To do —
(1) In the excerpt on Buenos Aires villas, how long has Maria de Los Angeles been living near the White Elephant?
(2) Quote a passage from the excerpt on Buenos Aires villas word for word. Begin at the words "Full integration of" and stop after "have no electricity.".
(3) Based on the excerpt on Buenos Aires villas, explain why Dos Santos says Los Piletones is only half-urbanised.

Supplied text —

BEGIN

About five families are still living around the White Elephant as the construction begins, including Maria de Los Angeles, 38. “I’m really sad because I’ve been living here for 20 years,” she says. “Now they’re working on top of us. But the compensation the government offered was not enough to buy a new house.”
For Magdalena García Pena, who works at Pilares, an NGO involved with several Buenos Aires villas, the plan to give the land to villa residents is the first step for transforming life in the villa. “But from our experience, they’ll really need a more comprehensive approach,” she adds. “They need to work on economic and labour conditions, housing, health, diet, education, safety.”
“Urbanisation can’t just be giving out deeds,” agrees Dos Santos. “They always hold up Los Piletones [in south Buenos Aires] as an example of an urbanised villa. They’re really proud of it. But when you go there they have problems with the water network, they’re not connected to the sewers, they don’t have waste collected. It’s half-urbanised. It’s not really woven into the urban fabric of the city. ”
Full integration of the villas will be a taller order when infrastructure improvements are made on a case-by-case basis. An estimated 99% of the villas are not connected to the sewer system, 94% lack running water and 70% have no electricity.

END

Given entries —
BEGIN

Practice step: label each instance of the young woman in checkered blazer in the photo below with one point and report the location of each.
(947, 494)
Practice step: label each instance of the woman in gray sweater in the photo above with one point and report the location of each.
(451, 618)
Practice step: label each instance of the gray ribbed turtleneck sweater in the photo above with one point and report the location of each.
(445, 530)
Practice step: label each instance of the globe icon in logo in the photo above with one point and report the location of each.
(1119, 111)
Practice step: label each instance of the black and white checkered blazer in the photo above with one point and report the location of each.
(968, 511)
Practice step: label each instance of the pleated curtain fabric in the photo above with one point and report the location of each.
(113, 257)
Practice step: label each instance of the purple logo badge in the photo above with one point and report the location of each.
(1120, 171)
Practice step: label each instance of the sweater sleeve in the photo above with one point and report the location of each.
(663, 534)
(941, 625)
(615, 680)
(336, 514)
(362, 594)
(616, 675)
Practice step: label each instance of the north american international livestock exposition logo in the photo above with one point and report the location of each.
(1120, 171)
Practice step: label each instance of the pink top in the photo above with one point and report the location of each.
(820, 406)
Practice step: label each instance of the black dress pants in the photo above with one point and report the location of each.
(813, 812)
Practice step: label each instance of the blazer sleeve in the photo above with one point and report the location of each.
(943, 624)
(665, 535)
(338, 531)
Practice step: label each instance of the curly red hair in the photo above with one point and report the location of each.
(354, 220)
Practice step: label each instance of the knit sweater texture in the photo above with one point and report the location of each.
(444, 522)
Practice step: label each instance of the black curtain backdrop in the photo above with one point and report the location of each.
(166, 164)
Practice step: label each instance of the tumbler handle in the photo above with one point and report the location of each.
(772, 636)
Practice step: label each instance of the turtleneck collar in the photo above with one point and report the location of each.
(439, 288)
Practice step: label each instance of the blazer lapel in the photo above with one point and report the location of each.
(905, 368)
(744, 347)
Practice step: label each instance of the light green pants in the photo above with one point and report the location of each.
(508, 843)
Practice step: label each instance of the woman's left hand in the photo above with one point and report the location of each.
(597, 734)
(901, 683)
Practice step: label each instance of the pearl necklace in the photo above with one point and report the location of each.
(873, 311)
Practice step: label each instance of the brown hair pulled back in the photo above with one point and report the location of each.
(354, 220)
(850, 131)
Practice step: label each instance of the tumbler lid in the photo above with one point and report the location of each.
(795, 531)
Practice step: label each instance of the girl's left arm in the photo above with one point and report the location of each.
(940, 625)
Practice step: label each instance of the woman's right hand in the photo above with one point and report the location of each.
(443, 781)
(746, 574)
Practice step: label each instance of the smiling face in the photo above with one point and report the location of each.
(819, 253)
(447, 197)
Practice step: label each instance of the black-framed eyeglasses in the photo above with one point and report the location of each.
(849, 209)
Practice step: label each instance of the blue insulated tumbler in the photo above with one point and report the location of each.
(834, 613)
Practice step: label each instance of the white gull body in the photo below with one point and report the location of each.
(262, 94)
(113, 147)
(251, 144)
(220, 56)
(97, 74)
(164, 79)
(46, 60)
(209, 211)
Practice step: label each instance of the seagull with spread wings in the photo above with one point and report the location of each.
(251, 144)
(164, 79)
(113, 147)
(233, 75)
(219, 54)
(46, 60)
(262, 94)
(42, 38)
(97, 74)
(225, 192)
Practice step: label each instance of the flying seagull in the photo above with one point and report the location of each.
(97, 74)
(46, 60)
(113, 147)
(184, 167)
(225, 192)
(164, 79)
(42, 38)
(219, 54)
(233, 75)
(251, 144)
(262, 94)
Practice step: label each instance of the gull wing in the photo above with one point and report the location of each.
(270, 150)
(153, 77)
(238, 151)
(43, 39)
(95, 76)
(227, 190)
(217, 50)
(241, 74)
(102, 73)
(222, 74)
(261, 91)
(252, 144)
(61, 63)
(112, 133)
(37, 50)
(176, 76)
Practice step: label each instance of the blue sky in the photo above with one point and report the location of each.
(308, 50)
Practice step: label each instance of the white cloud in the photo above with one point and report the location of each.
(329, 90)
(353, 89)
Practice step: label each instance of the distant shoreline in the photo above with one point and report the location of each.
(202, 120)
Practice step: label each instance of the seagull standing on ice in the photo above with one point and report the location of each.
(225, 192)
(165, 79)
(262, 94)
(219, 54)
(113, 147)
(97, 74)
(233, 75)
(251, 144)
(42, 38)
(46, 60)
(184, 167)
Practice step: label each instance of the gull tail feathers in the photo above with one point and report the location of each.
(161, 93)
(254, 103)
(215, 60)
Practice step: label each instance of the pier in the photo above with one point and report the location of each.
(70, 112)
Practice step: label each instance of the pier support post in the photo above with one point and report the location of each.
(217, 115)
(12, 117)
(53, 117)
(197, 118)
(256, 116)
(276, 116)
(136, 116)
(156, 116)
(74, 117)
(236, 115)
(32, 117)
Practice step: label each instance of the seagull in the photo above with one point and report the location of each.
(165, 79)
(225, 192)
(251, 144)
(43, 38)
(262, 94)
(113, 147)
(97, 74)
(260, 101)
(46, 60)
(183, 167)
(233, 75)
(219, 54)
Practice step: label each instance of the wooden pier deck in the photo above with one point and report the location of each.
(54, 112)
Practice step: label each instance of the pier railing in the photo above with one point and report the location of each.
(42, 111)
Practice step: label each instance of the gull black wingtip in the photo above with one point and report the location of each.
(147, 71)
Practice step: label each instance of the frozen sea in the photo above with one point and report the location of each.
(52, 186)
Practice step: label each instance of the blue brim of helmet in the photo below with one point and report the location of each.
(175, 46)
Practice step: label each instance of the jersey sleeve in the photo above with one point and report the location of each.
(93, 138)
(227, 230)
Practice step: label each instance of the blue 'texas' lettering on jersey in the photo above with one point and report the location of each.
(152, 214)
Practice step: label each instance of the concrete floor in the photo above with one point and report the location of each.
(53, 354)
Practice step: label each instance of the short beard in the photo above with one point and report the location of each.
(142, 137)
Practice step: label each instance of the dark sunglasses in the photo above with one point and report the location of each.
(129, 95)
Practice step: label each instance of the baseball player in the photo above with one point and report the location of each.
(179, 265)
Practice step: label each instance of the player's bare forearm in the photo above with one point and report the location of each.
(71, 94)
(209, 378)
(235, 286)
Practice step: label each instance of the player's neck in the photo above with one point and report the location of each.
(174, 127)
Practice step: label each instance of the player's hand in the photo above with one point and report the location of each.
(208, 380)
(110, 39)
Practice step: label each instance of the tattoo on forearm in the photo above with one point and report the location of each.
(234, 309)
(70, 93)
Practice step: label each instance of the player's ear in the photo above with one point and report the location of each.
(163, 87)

END

Outputs for the tasks —
(1) 20 years.

(2)
Full integration of the villas will be a taller order when infrastructure improvements are made on a case-by-case basis. An estimated 99% of the villas are not connected to the sewer system, 94% lack running water and 70% have no electricity.

(3) Los Piletones has problems with its water network, is not connected to the sewers, and has no waste collection. Because of this, Dos Santos says it is not really woven into the urban fabric of the city.